* _Challenge_
Please edit the records from the line containing "Game engine object recognition — detect spectator" through the end, replacing "forearm" with "lower arm" and changing nothing else. Give back only those lines.

[A block of data]
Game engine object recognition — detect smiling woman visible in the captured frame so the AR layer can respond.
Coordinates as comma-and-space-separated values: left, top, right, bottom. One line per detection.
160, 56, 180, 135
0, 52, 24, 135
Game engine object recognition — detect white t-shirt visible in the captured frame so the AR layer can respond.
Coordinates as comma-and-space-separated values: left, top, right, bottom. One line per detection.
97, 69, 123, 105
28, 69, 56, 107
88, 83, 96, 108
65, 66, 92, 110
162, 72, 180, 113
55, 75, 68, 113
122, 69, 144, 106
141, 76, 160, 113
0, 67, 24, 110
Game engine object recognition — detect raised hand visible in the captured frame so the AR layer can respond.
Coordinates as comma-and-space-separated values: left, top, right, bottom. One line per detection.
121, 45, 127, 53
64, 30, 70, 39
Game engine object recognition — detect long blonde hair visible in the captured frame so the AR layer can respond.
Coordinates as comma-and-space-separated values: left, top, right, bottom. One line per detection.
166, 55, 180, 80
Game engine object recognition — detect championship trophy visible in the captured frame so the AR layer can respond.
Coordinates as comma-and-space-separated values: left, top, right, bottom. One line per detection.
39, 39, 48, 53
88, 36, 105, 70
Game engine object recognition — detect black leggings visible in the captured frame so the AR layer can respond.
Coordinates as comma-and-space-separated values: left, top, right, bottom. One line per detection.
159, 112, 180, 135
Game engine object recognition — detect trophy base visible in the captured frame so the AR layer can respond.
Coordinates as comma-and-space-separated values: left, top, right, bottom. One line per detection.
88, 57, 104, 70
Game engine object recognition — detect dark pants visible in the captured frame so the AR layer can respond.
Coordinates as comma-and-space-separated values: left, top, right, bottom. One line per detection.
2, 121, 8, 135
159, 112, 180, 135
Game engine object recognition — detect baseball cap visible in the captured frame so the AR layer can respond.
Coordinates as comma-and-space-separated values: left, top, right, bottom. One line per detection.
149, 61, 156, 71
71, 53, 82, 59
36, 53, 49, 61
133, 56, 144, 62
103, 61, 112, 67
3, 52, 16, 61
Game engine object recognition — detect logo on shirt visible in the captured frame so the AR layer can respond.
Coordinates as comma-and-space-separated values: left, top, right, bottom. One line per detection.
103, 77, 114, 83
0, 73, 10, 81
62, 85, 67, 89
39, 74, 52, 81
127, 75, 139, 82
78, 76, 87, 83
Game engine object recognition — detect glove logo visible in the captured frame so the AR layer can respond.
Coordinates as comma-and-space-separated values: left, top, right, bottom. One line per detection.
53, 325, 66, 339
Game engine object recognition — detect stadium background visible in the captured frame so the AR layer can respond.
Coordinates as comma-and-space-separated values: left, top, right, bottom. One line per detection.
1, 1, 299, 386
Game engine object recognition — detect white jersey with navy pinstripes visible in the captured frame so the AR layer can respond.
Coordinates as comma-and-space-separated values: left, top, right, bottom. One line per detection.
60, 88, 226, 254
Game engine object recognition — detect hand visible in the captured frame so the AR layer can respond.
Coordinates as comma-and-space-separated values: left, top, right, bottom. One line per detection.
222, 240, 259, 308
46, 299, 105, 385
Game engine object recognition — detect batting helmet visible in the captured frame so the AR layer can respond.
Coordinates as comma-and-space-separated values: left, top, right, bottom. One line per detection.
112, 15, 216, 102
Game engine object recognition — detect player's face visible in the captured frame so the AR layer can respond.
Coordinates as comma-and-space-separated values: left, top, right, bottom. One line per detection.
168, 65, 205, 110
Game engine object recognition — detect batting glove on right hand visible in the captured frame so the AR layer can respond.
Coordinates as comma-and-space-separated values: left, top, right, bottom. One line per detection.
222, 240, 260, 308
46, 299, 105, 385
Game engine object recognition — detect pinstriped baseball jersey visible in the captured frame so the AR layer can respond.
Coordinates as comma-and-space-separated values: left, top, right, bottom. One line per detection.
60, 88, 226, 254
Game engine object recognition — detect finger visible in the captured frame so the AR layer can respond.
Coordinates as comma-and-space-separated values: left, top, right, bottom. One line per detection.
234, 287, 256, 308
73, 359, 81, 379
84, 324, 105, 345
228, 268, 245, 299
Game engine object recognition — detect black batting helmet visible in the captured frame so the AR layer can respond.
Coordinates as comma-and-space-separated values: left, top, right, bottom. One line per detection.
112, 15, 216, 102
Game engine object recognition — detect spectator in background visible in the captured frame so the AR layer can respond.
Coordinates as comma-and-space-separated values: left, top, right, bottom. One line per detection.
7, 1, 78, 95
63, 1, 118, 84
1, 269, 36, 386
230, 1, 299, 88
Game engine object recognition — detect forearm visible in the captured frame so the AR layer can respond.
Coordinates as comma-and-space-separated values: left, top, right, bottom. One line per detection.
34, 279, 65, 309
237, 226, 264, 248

* _Response below_
Game engine object recognition — detect spectator in background visible in the captured frame so the AR layer can respond.
Coordinates as comma-and-space-separated values: left, top, right, bottom. One line per detection.
7, 1, 78, 95
63, 1, 118, 84
1, 269, 36, 386
230, 1, 299, 88
Game engine object recognition — detect lower arm visible in the captured frame so the AR layer can respond.
Coordinates as comma-and-space-separated values: left, top, right, bottom. One line per detection.
34, 279, 65, 309
237, 226, 264, 248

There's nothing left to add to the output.